Las palabras que más me impactaron en uno de los tantos encuentros internacionales sobre el medio ambiente realizados por aquellas épocas fueron las de un indígena de la selva Lacandona, en la frontera entre México y Guatemala: "Nos vemos obligados a cortar leña y, a veces a cazar, no porque nos guste sino por el hambre. No sé por qué hablan tanto de los animalitos que llaman "especies en vías de extinción", nosotros también somos una especie en vías de extinción, pero aquí no veo a nadie que se preocupe por eso".
Más de veinte años después, sin necesidad de salir del país ni de observar obligadamente lo que sucede en el mundo industrializado, basta mirar a nuestro alrededor en los suburbios urbanos, en las grandes estaciones ferroviarias o inclusive en las nocturnas calles céntricas, para confirmar los daños producidos en el medio ambiente y, sobre todo, en el sujeto central del mismo, el ser humano, por el cierre de industrias, el desguace del desarrollo fabril y la imagen agónica de lo que décadas atrás fueron poderosas chimeneas que ahora tienden a derrumbarse, como sucediera con el proyecto industrial que nuestro país supo tener, aunque por muy poco tiempo, para su desarrollo.
Precisamente, como lógica contraparte de este deterioro industrial generalizado, millones de argentinos están contaminados por la pérdida de la autoestima –e incluso, de la dignidad humana más elemental- por la falta de empleo, la marginalidad y la exclusión social, y sobreviven lastimosamente entre una changa u otra, trabajando en negro por míseros salarios, o lo hacen aferrándose como pueden a los programas que manejan a su arbitrio los punteros barriales de turno. O bien deambulan con sus miserias junto a los desechos que arrastran los riachuelos y arroyos más contaminados –están todos al alcance de quienes quieran ver- por la ineptitud o la complicidad de los gobiernos locales, antes que por la existencia de una actividad de desarrollo industrial y nacional sostenible.
El llamado “conflicto de las papeleras” sobre el que muchos hablan pero pocos analizan de manera sensata, forma parte de este escenario. Observo, casi con vergüenza ajena, la ausencia de verdadero sentido común en nuestros gobernantes, así como el silencio hipócrita de las dirigencias políticas y sociales que los acompañan, frente a los reclamos de un pueblo hermano, como es el uruguayo, necesitado como nunca de un desarrollo industrial y productivo para enfrentar, por lo menos, el drama del desempleo y la desocupación, con sus efectos nocivos para su propia existencia. La actual y la futura. Un desarrollo que, sin duda, lo obliga también a evaluar con responsabilidad el impacto ambiental que pudieran tener las inversiones fabriles del primer mundo en su territorio –y en el nuestro- pero que exige de ambas partes un diálogo sensato, no de unos y otros, sino de un nos-otros, dado que ambos formamos parte de un proyecto integrador regional, de un mismo proyecto de Estado-Región, dañado o muerto el cual, los efectos desindustrializantes y su correspondiente catástrofe social, económica y cultural, acabará con todos.

======

Tareas por realizar
1. Indica si cada afirmación coincide con el texto de la página y responde sí o no, citando las palabras que lo deciden: (a) El indígena citado era de la selva Lacandona, en la frontera entre México y Guatemala. (b) El indígena dice que cortan leña porque les gusta. (c) El autor llama al uruguayo un pueblo hermano.
2. Según el texto de la página, ¿cómo se llama el conflicto del que muchos hablan pero pocos analizan de manera sensata?
3. Extrae del texto de la página el fragmento que comienza con "Precisamente, como lógica" y continúa hasta "y nacional sostenible.".

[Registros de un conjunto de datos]
======

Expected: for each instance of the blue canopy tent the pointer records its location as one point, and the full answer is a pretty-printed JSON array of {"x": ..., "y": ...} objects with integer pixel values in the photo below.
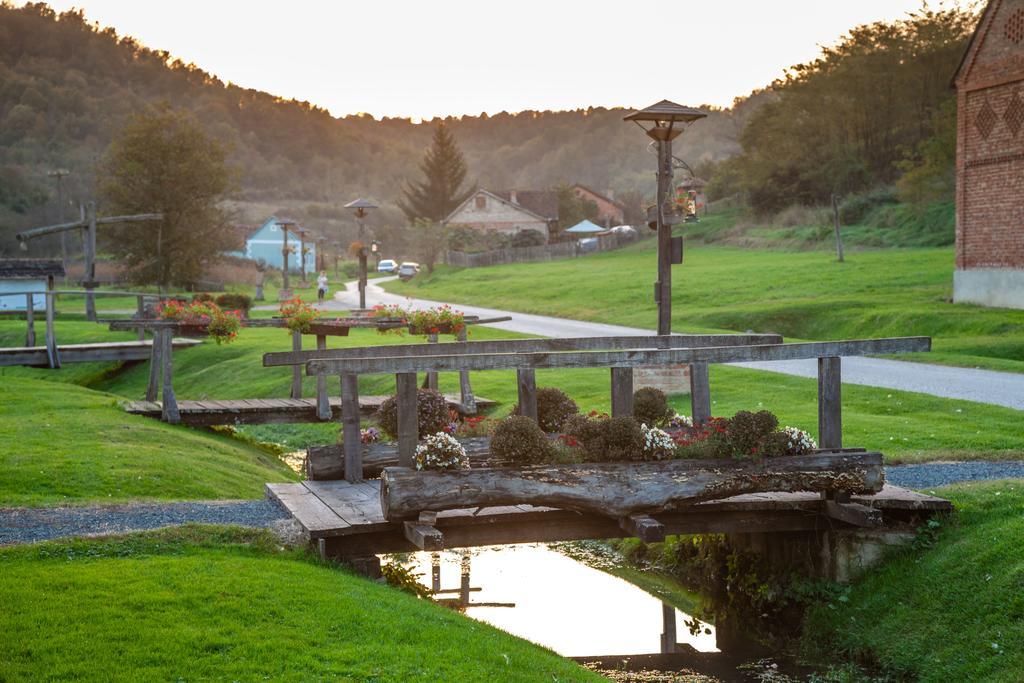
[{"x": 586, "y": 227}]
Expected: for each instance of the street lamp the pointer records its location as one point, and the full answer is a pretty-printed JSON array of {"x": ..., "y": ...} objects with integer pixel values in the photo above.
[
  {"x": 285, "y": 224},
  {"x": 664, "y": 122},
  {"x": 360, "y": 207}
]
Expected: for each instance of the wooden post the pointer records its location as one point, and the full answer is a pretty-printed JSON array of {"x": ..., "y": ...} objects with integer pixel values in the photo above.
[
  {"x": 140, "y": 313},
  {"x": 668, "y": 629},
  {"x": 156, "y": 366},
  {"x": 699, "y": 393},
  {"x": 432, "y": 377},
  {"x": 829, "y": 402},
  {"x": 526, "y": 380},
  {"x": 409, "y": 429},
  {"x": 323, "y": 401},
  {"x": 839, "y": 236},
  {"x": 296, "y": 370},
  {"x": 350, "y": 426},
  {"x": 170, "y": 404},
  {"x": 90, "y": 261},
  {"x": 30, "y": 319},
  {"x": 52, "y": 354},
  {"x": 465, "y": 389},
  {"x": 622, "y": 392}
]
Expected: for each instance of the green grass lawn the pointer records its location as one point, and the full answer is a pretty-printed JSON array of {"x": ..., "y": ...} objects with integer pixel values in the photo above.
[
  {"x": 209, "y": 603},
  {"x": 952, "y": 611},
  {"x": 68, "y": 444},
  {"x": 802, "y": 295}
]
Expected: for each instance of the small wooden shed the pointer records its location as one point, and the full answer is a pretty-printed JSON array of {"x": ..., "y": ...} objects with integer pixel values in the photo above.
[{"x": 27, "y": 274}]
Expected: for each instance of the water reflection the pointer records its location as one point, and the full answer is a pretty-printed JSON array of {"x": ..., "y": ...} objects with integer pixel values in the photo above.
[{"x": 548, "y": 598}]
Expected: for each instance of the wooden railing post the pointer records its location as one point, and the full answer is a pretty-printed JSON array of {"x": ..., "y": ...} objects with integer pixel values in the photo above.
[
  {"x": 296, "y": 370},
  {"x": 156, "y": 366},
  {"x": 622, "y": 392},
  {"x": 526, "y": 381},
  {"x": 323, "y": 401},
  {"x": 30, "y": 318},
  {"x": 699, "y": 393},
  {"x": 466, "y": 390},
  {"x": 829, "y": 402},
  {"x": 350, "y": 426},
  {"x": 409, "y": 429},
  {"x": 52, "y": 355},
  {"x": 170, "y": 404},
  {"x": 432, "y": 377}
]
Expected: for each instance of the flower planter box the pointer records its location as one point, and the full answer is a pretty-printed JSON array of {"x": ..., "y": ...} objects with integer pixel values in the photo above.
[{"x": 620, "y": 489}]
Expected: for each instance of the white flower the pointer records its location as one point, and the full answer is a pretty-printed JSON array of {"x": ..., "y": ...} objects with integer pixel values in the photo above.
[
  {"x": 656, "y": 443},
  {"x": 440, "y": 452}
]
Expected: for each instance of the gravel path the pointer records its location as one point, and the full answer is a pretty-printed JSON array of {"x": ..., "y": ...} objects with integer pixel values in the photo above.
[
  {"x": 30, "y": 524},
  {"x": 983, "y": 386}
]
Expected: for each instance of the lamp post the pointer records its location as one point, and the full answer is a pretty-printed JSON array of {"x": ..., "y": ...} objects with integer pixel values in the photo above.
[
  {"x": 285, "y": 224},
  {"x": 664, "y": 122},
  {"x": 361, "y": 206}
]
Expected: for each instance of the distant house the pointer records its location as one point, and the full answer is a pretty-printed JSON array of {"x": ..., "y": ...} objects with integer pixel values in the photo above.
[
  {"x": 609, "y": 212},
  {"x": 990, "y": 161},
  {"x": 510, "y": 211},
  {"x": 266, "y": 242},
  {"x": 27, "y": 274}
]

======

Problemas resueltos
1.
(a) Sí: "un indígena de la selva Lacandona, en la frontera entre México y Guatemala".
(b) No: "no porque nos guste sino por el hambre".
(c) Sí: "un pueblo hermano, como es el uruguayo".

2. El "conflicto de las papeleras".

3.
Precisamente, como lógica contraparte de este deterioro industrial generalizado, millones de argentinos están contaminados por la pérdida de la autoestima –e incluso, de la dignidad humana más elemental- por la falta de empleo, la marginalidad y la exclusión social, y sobreviven lastimosamente entre una changa u otra, trabajando en negro por míseros salarios, o lo hacen aferrándose como pueden a los programas que manejan a su arbitrio los punteros barriales de turno. O bien deambulan con sus miserias junto a los desechos que arrastran los riachuelos y arroyos más contaminados –están todos al alcance de quienes quieran ver- por la ineptitud o la complicidad de los gobiernos locales, antes que por la existencia de una actividad de desarrollo industrial y nacional sostenible.